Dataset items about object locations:

———

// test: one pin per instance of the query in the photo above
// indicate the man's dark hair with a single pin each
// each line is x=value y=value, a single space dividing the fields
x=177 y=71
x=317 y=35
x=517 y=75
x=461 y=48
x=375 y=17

———

> **Short task**
Reproduce every line of the items above word for word.

> **The answer**
// test: one pin per instance of the query in the photo above
// indicate the man's dark hair with a single pin each
// each line is x=value y=value, a single space dividing the fields
x=177 y=71
x=317 y=35
x=517 y=75
x=461 y=48
x=375 y=17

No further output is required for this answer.